→ Task directions
Gather each line of the material below that contains the word "grass", and reproduce those lines in full.
----
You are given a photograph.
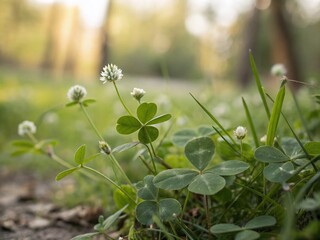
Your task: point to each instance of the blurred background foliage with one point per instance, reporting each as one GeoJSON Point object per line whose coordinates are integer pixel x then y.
{"type": "Point", "coordinates": [167, 47]}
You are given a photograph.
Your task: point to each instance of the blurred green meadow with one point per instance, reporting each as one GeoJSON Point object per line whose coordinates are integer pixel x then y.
{"type": "Point", "coordinates": [41, 97]}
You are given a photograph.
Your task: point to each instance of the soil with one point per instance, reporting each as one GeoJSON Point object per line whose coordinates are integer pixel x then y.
{"type": "Point", "coordinates": [27, 211]}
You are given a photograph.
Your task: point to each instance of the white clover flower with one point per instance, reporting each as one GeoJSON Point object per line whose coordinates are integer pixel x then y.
{"type": "Point", "coordinates": [278, 70]}
{"type": "Point", "coordinates": [76, 93]}
{"type": "Point", "coordinates": [240, 132]}
{"type": "Point", "coordinates": [26, 127]}
{"type": "Point", "coordinates": [138, 93]}
{"type": "Point", "coordinates": [111, 73]}
{"type": "Point", "coordinates": [104, 147]}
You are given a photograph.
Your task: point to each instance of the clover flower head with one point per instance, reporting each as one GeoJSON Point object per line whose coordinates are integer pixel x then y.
{"type": "Point", "coordinates": [26, 127]}
{"type": "Point", "coordinates": [263, 139]}
{"type": "Point", "coordinates": [110, 73]}
{"type": "Point", "coordinates": [240, 132]}
{"type": "Point", "coordinates": [138, 93]}
{"type": "Point", "coordinates": [278, 70]}
{"type": "Point", "coordinates": [76, 93]}
{"type": "Point", "coordinates": [104, 147]}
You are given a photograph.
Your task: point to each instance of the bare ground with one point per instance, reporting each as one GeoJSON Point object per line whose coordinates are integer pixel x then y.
{"type": "Point", "coordinates": [27, 212]}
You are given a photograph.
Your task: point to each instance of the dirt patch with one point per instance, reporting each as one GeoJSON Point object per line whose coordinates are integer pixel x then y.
{"type": "Point", "coordinates": [27, 213]}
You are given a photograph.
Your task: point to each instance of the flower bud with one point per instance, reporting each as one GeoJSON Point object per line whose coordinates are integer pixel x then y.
{"type": "Point", "coordinates": [76, 93]}
{"type": "Point", "coordinates": [278, 70]}
{"type": "Point", "coordinates": [240, 132]}
{"type": "Point", "coordinates": [104, 147]}
{"type": "Point", "coordinates": [111, 73]}
{"type": "Point", "coordinates": [26, 127]}
{"type": "Point", "coordinates": [138, 93]}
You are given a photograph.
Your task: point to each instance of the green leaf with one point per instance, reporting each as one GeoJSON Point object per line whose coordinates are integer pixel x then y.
{"type": "Point", "coordinates": [168, 207]}
{"type": "Point", "coordinates": [174, 179]}
{"type": "Point", "coordinates": [310, 204]}
{"type": "Point", "coordinates": [128, 125]}
{"type": "Point", "coordinates": [261, 221]}
{"type": "Point", "coordinates": [20, 152]}
{"type": "Point", "coordinates": [86, 236]}
{"type": "Point", "coordinates": [146, 189]}
{"type": "Point", "coordinates": [148, 134]}
{"type": "Point", "coordinates": [270, 154]}
{"type": "Point", "coordinates": [121, 200]}
{"type": "Point", "coordinates": [229, 168]}
{"type": "Point", "coordinates": [259, 85]}
{"type": "Point", "coordinates": [278, 172]}
{"type": "Point", "coordinates": [226, 150]}
{"type": "Point", "coordinates": [275, 115]}
{"type": "Point", "coordinates": [145, 210]}
{"type": "Point", "coordinates": [213, 118]}
{"type": "Point", "coordinates": [65, 173]}
{"type": "Point", "coordinates": [146, 111]}
{"type": "Point", "coordinates": [200, 152]}
{"type": "Point", "coordinates": [181, 137]}
{"type": "Point", "coordinates": [91, 158]}
{"type": "Point", "coordinates": [247, 235]}
{"type": "Point", "coordinates": [80, 154]}
{"type": "Point", "coordinates": [159, 119]}
{"type": "Point", "coordinates": [23, 144]}
{"type": "Point", "coordinates": [313, 148]}
{"type": "Point", "coordinates": [111, 219]}
{"type": "Point", "coordinates": [46, 142]}
{"type": "Point", "coordinates": [207, 184]}
{"type": "Point", "coordinates": [125, 146]}
{"type": "Point", "coordinates": [225, 228]}
{"type": "Point", "coordinates": [71, 104]}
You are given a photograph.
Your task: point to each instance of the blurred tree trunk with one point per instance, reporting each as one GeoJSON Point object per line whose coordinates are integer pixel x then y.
{"type": "Point", "coordinates": [104, 49]}
{"type": "Point", "coordinates": [251, 32]}
{"type": "Point", "coordinates": [72, 50]}
{"type": "Point", "coordinates": [51, 48]}
{"type": "Point", "coordinates": [283, 45]}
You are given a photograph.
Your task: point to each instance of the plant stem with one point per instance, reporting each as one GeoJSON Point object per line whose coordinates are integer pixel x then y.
{"type": "Point", "coordinates": [185, 202]}
{"type": "Point", "coordinates": [206, 205]}
{"type": "Point", "coordinates": [113, 159]}
{"type": "Point", "coordinates": [152, 159]}
{"type": "Point", "coordinates": [121, 100]}
{"type": "Point", "coordinates": [110, 181]}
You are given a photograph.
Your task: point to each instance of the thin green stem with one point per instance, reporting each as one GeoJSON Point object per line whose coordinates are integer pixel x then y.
{"type": "Point", "coordinates": [185, 202]}
{"type": "Point", "coordinates": [110, 181]}
{"type": "Point", "coordinates": [146, 164]}
{"type": "Point", "coordinates": [114, 160]}
{"type": "Point", "coordinates": [206, 205]}
{"type": "Point", "coordinates": [152, 159]}
{"type": "Point", "coordinates": [120, 98]}
{"type": "Point", "coordinates": [90, 121]}
{"type": "Point", "coordinates": [32, 138]}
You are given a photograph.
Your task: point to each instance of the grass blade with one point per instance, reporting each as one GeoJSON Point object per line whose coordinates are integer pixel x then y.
{"type": "Point", "coordinates": [259, 85]}
{"type": "Point", "coordinates": [249, 118]}
{"type": "Point", "coordinates": [214, 119]}
{"type": "Point", "coordinates": [275, 115]}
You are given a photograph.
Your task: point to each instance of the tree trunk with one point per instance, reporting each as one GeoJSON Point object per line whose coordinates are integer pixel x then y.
{"type": "Point", "coordinates": [283, 45]}
{"type": "Point", "coordinates": [251, 32]}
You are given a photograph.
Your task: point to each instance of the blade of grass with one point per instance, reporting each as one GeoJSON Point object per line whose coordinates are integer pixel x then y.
{"type": "Point", "coordinates": [295, 136]}
{"type": "Point", "coordinates": [275, 115]}
{"type": "Point", "coordinates": [259, 85]}
{"type": "Point", "coordinates": [249, 118]}
{"type": "Point", "coordinates": [213, 119]}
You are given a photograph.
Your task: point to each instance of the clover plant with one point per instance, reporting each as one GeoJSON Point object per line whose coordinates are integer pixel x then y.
{"type": "Point", "coordinates": [229, 184]}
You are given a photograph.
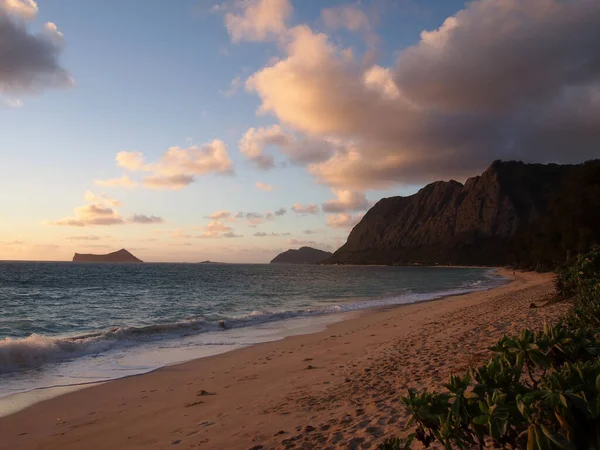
----
→ Exercise output
Your task: point to each instance of the grass blade with one point per instance, reporting each as one GeoJSON Point object per line whose coordinates are integer pixel x then y.
Your task: point to each instance of the blade of grass with one point per instance, reporting each as one GeoJSON Point object per line whose coordinates are integer pixel x then y.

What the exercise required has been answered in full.